ACTIONS TO TAKE >>
1. Using the review, answer these:
(a) In what year does the novel's story start?
(b) What did Kurt criticize that got him sent to the gulags?
(c) Where were Wilhelm and Charlotte living in exile?
2. Reproduce the review word for word from "In Times of" to "of the USSR.".

TEXT TO READ >>
Posted by: Lisa Hill | December 5, 2023

In Times of Fading Light (2011), by Eugen Ruge, translated by Anthea Bell

It has taken ages to read this book!

It’s not that long, only 300-odd pages, but it is long-winded and unnecessarily untidy and confusing in structure.  It’s a family saga trying not to be one, by fracturing the story into different time frames.  It starts in 2001, retreats to 1951, then 1989, and so on, flipping through the 50s, 60s and 70s, with six segments on 1 October 1989 i.e. Wilhelm’s 90th birthday, occurring just before the fall of the Berlin Wall and the dissolution of the USSR.

Each generation represents an era in East German history.  As you can see in the trailer below, old Wilhelm Powileit is an unreconstructed proponent of communism, and on his birthday and at Christmas (and a funeral) the generations come together.  There is his son Kurt Umnitzer, sent to the gulags for criticising the non-aggression pact between Nazi Germany and the USSR, eventually released into exile in the Urals for the best years of his life.  He returns with a Russian wife, Irina, and becomes an historian of the GDR. (Ironically, his attempts to memorialise the GDR end with his own lapse into senility.) Wilhelm’s grandson Sasha defects to the West  just before the fall of the wall, abandoning his son Markus, born from a brief liaison with Melitta who — with her mini-skirts and bourgeois courtesies — represents the advent of values and consumerism from the west.

Wilhelm and his wife Charlotte are introduced during their exile in Mexico, from which they return when East Germany becomes a Soviet state. They are characterised as cantankerous in their own ways, resistant to change and not particularly fond of each other.

There’s not much nostalgia in this novel, and Kurt’s wife Irina tempers her nostalgia for her homeland in Siberia where she was a potato farmer with memories of its privations. She is the subject of set pieces in the kitchen: for Christmas she cooks a Burgundian Monastery Goose from a lavish 300-year-old recipe…

Apart from the Burgundian goose, the cooking for Christmas Day was all German.  There was red cabbage and green cabbage, as well as Thuringian dumplings (the most complicated of all kinds of dumplings to make), potatoes for Kurt who didn’t like dumplings, as well as a a good hearty radish salad for a starter, red fruit pudding for dessert, and home-made Christmas stollen to go with coffee at the end of the meal — and plenty of everything, because there was nothing Irina hated more than wondering whether there would be enough.  All through her childhood she had eaten half-rotten potatoes (because you ate the half-rotten potatoes first, with the result that you were always eating half-rotten potatoes); at the onset of winter, all through her childhood, she had looked forward to the first hard frosts, because only then was the thin pig that Granny Marfa had been feeding on kitchen scraps slaughtered—and then it was done in a hurry, because at outdoor temperatures of minus fifty degrees its trotters would have frozen in its sty, which was knocked together out of thin boards.

SUPPLIED INFORMATION >>
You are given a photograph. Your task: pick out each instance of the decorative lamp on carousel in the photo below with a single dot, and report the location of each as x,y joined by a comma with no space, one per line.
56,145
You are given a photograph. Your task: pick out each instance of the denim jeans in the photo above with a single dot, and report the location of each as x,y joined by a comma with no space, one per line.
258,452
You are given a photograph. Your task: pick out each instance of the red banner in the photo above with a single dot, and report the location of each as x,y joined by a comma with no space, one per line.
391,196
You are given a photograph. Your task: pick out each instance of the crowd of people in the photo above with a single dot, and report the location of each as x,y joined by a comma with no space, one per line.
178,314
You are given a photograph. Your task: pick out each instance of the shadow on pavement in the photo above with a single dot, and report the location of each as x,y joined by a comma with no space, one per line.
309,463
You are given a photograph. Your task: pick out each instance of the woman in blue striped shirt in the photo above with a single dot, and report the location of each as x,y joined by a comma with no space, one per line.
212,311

TASK-BY-TASK OUTPUTS >>
1.
(a) 2001
(b) The non-aggression pact between Nazi Germany and the USSR
(c) Mexico

2.
In Times of Fading Light (2011), by Eugen Ruge, translated by Anthea Bell

It has taken ages to read this book!

It’s not that long, only 300-odd pages, but it is long-winded and unnecessarily untidy and confusing in structure.  It’s a family saga trying not to be one, by fracturing the story into different time frames.  It starts in 2001, retreats to 1951, then 1989, and so on, flipping through the 50s, 60s and 70s, with six segments on 1 October 1989 i.e. Wilhelm’s 90th birthday, occurring just before the fall of the Berlin Wall and the dissolution of the USSR.